> Written exercise: Please state the maximum comfortable height for a crewman below decks, according to the essay about Columbus that follows.

───── Source

Have we now decided to just let him rest in peace and ignore the heroics of the Nina, the Pinta and the Santa Maria? Could it be that we have crimes and misdemeanors so severe in our government that they have occluded reportage of Chris’s nefarious efforts to find a route to the Indies? What about those who labored so long to hang black crepe in Columbus Circle in NYC? Have they now joined the unemployed, which total enlarges daily? Possibly we have news sources which prefer to continue fruitless investigations of the CIA and Gitmo over false allegations of the terrors inflicted by the party of intrepid explorers who faced the unknown to locate random islands in the Caribbean.
I have seen exact reproductions of these vessels—one in Columbus, Ohio—and share with you that no sane man would ever contemplate using one for a trans-Atlantic trip. Below decks, the maximum comfortable height for a crewman would be 5’ because that’s the margin between floor and ceiling. Even worse, they used a “hot bunk” protocol which demands that a sleeping man is immediately replaced by one coming off duty. Some cushy trip that was. If, as a crewman, you wanted some relief you go always go topside and enjoy the refreshing spray in your face generated by the typical fall storms in the mid-Atlantic.
Today we shall have to settle for little coverage because those crafty Norwegians have upstaged Chris and provided other, Nobelian, issues to occupy the minds of the pundits. I wonder, today, if that committee would find it in their hearts to reward such an effort in crossing the great sea to lay the groundwork for establishment of a continent of free men. Nah! It was, upon the promise of Isabella, a commercial enterprise to enrich the Spanish government and the intrepid explorer as well. Heaven’s to Betsy, we wouldn’t want anyone to make a profit now would we?

──────────
───── Data shown

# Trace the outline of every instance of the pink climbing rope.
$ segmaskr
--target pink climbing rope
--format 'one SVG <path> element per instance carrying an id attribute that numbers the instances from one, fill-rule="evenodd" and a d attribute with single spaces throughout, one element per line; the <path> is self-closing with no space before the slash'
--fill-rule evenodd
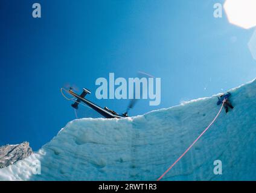
<path id="1" fill-rule="evenodd" d="M 166 170 L 164 174 L 162 174 L 161 176 L 159 177 L 159 178 L 158 179 L 157 179 L 157 181 L 159 181 L 169 171 L 170 169 L 171 169 L 174 165 L 175 164 L 177 163 L 178 162 L 179 162 L 180 160 L 182 158 L 183 156 L 184 156 L 184 155 L 191 149 L 191 148 L 194 145 L 194 144 L 196 143 L 196 142 L 200 139 L 200 138 L 202 137 L 202 136 L 208 130 L 208 129 L 211 126 L 211 125 L 213 124 L 213 123 L 214 122 L 214 121 L 216 120 L 217 118 L 219 116 L 219 115 L 220 115 L 222 108 L 223 107 L 224 105 L 224 103 L 226 102 L 226 100 L 224 100 L 223 103 L 222 103 L 222 106 L 220 109 L 220 110 L 219 111 L 218 113 L 217 114 L 216 116 L 214 118 L 214 119 L 213 120 L 213 121 L 210 123 L 210 124 L 206 127 L 206 128 L 205 128 L 204 130 L 204 131 L 198 136 L 197 138 L 196 138 L 196 139 L 193 142 L 193 144 L 191 145 L 190 145 L 190 146 L 187 149 L 186 151 L 185 151 L 185 152 L 175 161 L 174 163 L 173 163 L 172 165 L 171 165 L 170 166 L 169 168 L 167 169 L 167 170 Z"/>

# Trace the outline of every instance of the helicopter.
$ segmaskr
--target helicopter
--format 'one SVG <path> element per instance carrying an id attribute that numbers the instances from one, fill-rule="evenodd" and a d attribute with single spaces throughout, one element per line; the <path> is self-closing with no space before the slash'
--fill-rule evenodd
<path id="1" fill-rule="evenodd" d="M 86 89 L 83 89 L 83 92 L 80 95 L 78 95 L 72 89 L 72 87 L 69 87 L 69 90 L 66 90 L 64 88 L 61 88 L 60 91 L 63 95 L 64 97 L 67 98 L 63 94 L 63 91 L 65 90 L 72 96 L 75 98 L 75 101 L 73 104 L 71 104 L 71 106 L 75 109 L 78 109 L 78 105 L 81 103 L 83 103 L 85 104 L 86 105 L 88 106 L 91 108 L 92 108 L 95 111 L 97 112 L 98 113 L 105 117 L 106 118 L 111 119 L 111 118 L 126 118 L 128 117 L 128 110 L 129 109 L 131 109 L 133 106 L 133 102 L 131 103 L 129 105 L 129 106 L 127 108 L 127 110 L 126 110 L 126 112 L 120 115 L 117 113 L 116 112 L 109 109 L 107 107 L 105 107 L 104 108 L 102 108 L 98 106 L 97 104 L 92 103 L 92 101 L 88 100 L 88 99 L 85 98 L 85 96 L 87 94 L 91 94 L 91 92 Z M 67 98 L 68 99 L 68 98 Z M 71 99 L 68 99 L 71 100 Z"/>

──────────

> Complete response: Five feet (5’), because that is the margin between floor and ceiling.